§ **Short problem**: Only the lines from the one containing "plank with a single point, one per instance." to the end of the records should be written out, exactly and with both ends included; pictures are excluded.

━━ Data rows

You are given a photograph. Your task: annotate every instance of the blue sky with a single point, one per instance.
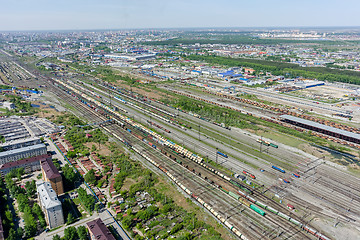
(118, 14)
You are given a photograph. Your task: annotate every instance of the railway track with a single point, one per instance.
(85, 112)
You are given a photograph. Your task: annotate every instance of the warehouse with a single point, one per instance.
(20, 153)
(321, 128)
(50, 204)
(29, 164)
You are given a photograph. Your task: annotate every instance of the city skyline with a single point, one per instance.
(140, 14)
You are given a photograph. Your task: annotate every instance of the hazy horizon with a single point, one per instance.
(40, 15)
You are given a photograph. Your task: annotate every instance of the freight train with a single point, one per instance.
(186, 153)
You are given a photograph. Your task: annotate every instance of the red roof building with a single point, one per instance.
(98, 230)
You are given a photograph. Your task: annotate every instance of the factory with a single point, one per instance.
(29, 164)
(20, 143)
(135, 57)
(21, 153)
(50, 204)
(51, 174)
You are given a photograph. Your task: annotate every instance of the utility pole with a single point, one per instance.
(110, 97)
(216, 155)
(199, 131)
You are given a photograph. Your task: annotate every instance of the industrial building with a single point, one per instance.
(29, 164)
(98, 230)
(13, 130)
(134, 57)
(52, 175)
(50, 204)
(21, 153)
(20, 143)
(321, 128)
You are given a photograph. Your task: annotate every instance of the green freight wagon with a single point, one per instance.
(260, 204)
(258, 210)
(274, 145)
(234, 195)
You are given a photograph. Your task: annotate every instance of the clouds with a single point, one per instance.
(112, 14)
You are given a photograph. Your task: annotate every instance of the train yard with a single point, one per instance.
(282, 231)
(318, 197)
(227, 198)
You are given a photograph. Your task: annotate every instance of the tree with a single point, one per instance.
(23, 201)
(71, 154)
(90, 177)
(93, 148)
(70, 233)
(70, 219)
(30, 187)
(30, 223)
(19, 173)
(56, 237)
(82, 232)
(70, 175)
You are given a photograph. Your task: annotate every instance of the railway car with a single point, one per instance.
(260, 204)
(272, 210)
(295, 222)
(274, 145)
(283, 215)
(286, 181)
(296, 175)
(310, 230)
(258, 210)
(234, 195)
(222, 154)
(229, 225)
(279, 169)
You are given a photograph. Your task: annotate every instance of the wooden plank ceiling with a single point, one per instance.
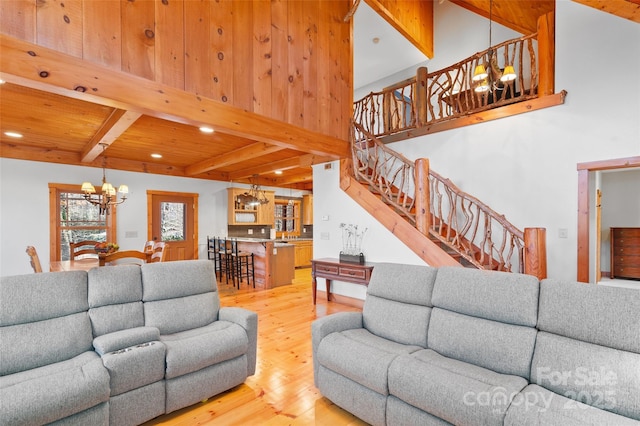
(70, 130)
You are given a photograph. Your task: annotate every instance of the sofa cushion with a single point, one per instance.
(602, 377)
(122, 339)
(170, 280)
(504, 348)
(54, 391)
(195, 349)
(111, 285)
(182, 313)
(135, 366)
(586, 312)
(455, 391)
(499, 296)
(536, 406)
(361, 356)
(398, 302)
(36, 344)
(50, 295)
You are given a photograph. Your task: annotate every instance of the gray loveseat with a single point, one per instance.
(118, 345)
(468, 347)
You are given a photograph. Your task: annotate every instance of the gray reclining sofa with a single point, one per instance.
(118, 345)
(469, 347)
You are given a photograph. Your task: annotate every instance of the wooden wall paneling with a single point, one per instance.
(324, 66)
(169, 52)
(279, 60)
(346, 71)
(243, 54)
(102, 40)
(18, 19)
(221, 58)
(310, 68)
(295, 63)
(138, 38)
(262, 53)
(59, 26)
(197, 28)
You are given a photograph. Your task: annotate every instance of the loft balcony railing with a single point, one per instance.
(436, 207)
(434, 97)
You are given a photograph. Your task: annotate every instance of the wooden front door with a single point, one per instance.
(172, 218)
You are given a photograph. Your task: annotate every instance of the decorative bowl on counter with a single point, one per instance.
(106, 248)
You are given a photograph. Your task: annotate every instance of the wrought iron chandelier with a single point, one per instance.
(255, 196)
(484, 75)
(108, 196)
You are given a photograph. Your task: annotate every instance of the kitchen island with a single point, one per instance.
(274, 261)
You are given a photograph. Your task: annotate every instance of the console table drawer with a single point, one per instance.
(327, 269)
(353, 273)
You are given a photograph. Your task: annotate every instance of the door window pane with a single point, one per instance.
(172, 221)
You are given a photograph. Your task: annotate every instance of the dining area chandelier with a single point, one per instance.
(486, 76)
(108, 196)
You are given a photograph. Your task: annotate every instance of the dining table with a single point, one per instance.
(73, 265)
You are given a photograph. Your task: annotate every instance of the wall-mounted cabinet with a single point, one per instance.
(287, 218)
(244, 214)
(307, 209)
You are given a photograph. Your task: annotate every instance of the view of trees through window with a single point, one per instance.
(79, 220)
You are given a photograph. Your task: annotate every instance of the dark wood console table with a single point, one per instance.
(333, 269)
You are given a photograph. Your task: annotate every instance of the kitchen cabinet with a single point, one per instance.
(307, 209)
(287, 218)
(243, 214)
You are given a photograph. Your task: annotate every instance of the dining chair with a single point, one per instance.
(241, 265)
(124, 257)
(82, 249)
(148, 246)
(159, 252)
(34, 259)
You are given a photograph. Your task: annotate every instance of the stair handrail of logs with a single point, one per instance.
(449, 93)
(484, 238)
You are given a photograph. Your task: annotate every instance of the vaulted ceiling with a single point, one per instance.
(66, 129)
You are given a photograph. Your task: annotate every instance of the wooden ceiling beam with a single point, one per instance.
(289, 163)
(233, 157)
(115, 125)
(41, 68)
(21, 152)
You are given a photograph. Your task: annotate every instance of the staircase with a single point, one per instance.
(439, 222)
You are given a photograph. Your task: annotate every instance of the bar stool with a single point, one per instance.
(241, 265)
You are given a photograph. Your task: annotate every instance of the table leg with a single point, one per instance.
(314, 286)
(328, 288)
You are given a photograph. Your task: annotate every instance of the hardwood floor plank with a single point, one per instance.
(282, 390)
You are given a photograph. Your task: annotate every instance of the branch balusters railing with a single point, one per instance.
(387, 172)
(450, 93)
(479, 234)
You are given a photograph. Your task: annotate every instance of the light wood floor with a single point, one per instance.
(282, 391)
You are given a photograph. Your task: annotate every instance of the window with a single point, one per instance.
(72, 218)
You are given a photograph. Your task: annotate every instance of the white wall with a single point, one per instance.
(24, 207)
(525, 166)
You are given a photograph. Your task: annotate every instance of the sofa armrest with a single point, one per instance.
(333, 323)
(125, 338)
(249, 321)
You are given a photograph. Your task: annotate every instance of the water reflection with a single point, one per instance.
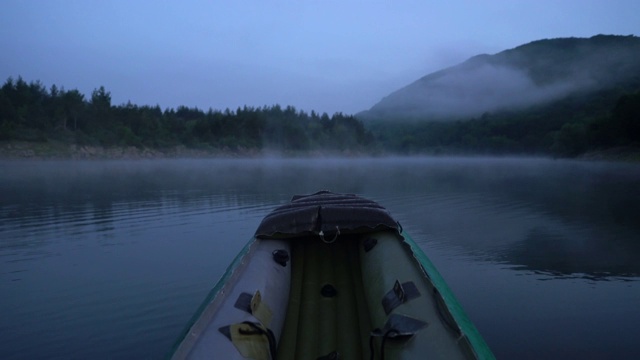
(121, 252)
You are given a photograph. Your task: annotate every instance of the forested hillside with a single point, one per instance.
(560, 97)
(31, 112)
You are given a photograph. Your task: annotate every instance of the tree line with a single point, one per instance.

━━━━

§ **Result of the task**:
You are given a photograph. Your task: annotate every instance of the hardwood floor plank with a single point, one per instance.
(282, 390)
You are given a photograph. Your task: annotate every instance of the branch balusters railing with a single point, one per instance.
(387, 172)
(450, 93)
(479, 234)
You are given a photograph. Your task: annotate every instance of the light wood floor with a single point, one per instance.
(282, 391)
You are given a photograph. Your task: annotate every instance of the window with a single point, one per instance.
(72, 218)
You are given a photograph. Your task: annotate every instance of the white wall with a single point, one per instance.
(24, 207)
(525, 166)
You are given a photograph. Your task: annotate every instance of the sofa armrest with a single point, one per instance.
(333, 323)
(125, 338)
(249, 321)
You are given a photograph. Your task: annotate every instance of the water reflection with a single point, one per instance.
(121, 252)
You are given a photograph. Your task: annotate every instance of the forested hillside with a single point, one per instance.
(560, 97)
(31, 112)
You are given a photograph. Your task: annotate every instance of the tree line with a single point, one per instance.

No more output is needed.